*WHAT THE EXERCISE ASKS:* Extract everything from the start of the rows down to the line containing "372), (18, 370)]", both ends included, and copy those lines out unchanged.

___ INPUT RECORDS ___

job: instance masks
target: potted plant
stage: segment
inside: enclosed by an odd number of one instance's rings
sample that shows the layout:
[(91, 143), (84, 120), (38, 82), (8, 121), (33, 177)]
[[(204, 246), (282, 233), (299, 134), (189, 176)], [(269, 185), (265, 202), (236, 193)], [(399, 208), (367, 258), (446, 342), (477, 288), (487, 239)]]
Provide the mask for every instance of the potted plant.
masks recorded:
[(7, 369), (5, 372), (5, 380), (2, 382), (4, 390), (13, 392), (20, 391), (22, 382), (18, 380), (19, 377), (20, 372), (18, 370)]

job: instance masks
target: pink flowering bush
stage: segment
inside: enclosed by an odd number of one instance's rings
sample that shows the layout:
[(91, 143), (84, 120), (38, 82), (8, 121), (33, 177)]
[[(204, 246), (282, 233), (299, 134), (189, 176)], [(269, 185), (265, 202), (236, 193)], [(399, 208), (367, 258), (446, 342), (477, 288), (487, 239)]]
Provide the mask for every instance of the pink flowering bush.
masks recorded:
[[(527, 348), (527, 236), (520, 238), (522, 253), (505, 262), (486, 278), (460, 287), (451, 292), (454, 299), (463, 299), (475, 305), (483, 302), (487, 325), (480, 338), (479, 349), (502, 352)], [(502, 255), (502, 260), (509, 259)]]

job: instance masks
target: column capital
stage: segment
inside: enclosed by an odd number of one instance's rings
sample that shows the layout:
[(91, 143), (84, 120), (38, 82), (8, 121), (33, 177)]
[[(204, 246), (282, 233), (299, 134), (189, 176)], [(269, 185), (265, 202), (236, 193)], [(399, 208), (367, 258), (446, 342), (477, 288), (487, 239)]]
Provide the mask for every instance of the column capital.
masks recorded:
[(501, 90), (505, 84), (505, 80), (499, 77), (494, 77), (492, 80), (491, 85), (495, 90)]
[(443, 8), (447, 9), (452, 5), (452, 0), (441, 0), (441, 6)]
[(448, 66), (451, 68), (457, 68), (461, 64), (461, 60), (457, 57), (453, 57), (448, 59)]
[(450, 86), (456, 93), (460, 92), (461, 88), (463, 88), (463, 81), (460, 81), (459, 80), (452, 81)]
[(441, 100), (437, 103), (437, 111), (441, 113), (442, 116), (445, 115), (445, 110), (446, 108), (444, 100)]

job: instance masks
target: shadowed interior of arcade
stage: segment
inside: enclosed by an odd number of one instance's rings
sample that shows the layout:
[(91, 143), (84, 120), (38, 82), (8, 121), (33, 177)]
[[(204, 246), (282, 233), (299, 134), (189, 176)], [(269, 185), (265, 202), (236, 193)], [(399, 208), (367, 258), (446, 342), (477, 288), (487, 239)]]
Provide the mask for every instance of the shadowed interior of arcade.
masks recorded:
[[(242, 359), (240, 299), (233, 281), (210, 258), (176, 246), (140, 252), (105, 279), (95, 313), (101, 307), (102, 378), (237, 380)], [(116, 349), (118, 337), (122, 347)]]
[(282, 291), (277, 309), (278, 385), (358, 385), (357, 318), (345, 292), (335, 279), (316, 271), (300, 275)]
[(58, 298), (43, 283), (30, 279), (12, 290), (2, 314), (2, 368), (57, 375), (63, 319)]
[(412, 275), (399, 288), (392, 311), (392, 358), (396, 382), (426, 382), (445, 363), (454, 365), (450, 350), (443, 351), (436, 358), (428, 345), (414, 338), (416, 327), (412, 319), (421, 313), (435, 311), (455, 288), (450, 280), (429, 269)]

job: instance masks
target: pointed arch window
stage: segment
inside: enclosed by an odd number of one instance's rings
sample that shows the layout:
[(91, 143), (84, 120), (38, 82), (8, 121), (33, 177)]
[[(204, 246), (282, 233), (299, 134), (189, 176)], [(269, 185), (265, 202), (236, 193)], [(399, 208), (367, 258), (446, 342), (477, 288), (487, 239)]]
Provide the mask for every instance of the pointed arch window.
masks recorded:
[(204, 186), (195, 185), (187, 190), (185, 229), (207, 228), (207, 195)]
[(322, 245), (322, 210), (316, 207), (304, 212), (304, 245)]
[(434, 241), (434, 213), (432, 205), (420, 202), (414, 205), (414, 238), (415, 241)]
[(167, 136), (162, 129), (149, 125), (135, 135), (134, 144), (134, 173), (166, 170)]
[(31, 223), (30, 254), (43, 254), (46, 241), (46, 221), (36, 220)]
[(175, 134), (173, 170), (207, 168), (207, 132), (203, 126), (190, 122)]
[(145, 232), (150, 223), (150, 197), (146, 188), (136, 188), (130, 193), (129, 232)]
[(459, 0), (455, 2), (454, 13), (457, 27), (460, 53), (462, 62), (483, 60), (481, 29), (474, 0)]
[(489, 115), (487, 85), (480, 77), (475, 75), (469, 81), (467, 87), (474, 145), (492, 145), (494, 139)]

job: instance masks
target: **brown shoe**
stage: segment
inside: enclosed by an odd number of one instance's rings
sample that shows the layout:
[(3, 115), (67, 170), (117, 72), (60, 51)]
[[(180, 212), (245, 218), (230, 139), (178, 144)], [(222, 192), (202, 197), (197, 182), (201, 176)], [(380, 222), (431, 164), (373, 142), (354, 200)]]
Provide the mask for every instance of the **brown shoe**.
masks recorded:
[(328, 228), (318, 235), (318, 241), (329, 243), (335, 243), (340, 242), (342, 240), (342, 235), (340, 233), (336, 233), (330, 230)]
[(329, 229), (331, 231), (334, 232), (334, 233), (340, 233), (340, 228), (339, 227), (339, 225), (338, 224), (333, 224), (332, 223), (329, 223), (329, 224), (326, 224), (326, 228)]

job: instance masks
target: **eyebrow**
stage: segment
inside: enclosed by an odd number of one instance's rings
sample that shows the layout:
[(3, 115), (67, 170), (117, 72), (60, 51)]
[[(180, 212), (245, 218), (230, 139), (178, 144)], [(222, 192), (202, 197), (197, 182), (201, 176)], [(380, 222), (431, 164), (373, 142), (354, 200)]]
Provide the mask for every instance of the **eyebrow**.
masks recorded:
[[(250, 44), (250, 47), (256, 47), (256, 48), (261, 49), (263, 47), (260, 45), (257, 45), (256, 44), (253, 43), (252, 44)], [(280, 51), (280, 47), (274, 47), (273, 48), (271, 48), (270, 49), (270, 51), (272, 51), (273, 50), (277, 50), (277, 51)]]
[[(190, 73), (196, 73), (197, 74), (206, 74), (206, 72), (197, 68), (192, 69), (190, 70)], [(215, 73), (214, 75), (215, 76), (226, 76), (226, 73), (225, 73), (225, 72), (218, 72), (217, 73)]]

___

*RESULT OF THE TASK:*
job: instance masks
target: potted plant
stage: segment
inside: enclosed by an odd number of one instance's rings
sample that shows the layout:
[(91, 143), (84, 120), (38, 82), (8, 121), (33, 177)]
[[(204, 246), (282, 233), (299, 134), (189, 176)], [(269, 185), (265, 202), (236, 193)], [(399, 208), (367, 258), (446, 342), (477, 288), (487, 239)]]
Provide the mask for every instance of the potted plant.
masks recorded:
[(7, 369), (5, 372), (5, 380), (2, 382), (4, 390), (13, 392), (20, 391), (22, 382), (18, 380), (19, 377), (20, 372), (18, 370)]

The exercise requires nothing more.